Objective:
State how many lines in the rows below contain the word "leaf", giving only the number.

Data lines:
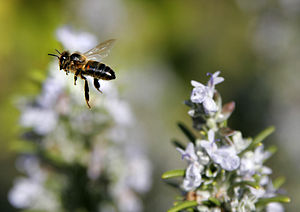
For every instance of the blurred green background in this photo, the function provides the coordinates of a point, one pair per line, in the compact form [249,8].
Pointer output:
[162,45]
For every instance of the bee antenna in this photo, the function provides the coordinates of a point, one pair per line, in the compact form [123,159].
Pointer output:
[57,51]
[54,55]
--
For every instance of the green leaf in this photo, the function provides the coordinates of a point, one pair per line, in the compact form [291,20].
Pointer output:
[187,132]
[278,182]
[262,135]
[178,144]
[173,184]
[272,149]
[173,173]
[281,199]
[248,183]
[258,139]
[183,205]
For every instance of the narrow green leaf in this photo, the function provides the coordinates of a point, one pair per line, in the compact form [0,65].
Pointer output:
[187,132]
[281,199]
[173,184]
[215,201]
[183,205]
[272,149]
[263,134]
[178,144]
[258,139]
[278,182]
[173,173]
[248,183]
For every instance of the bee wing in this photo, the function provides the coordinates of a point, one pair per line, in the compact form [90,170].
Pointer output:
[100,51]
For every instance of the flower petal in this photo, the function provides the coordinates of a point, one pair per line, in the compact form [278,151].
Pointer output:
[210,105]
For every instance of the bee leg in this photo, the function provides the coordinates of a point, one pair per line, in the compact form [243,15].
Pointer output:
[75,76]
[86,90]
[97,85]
---
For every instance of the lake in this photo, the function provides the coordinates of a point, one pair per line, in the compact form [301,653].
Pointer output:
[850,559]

The result:
2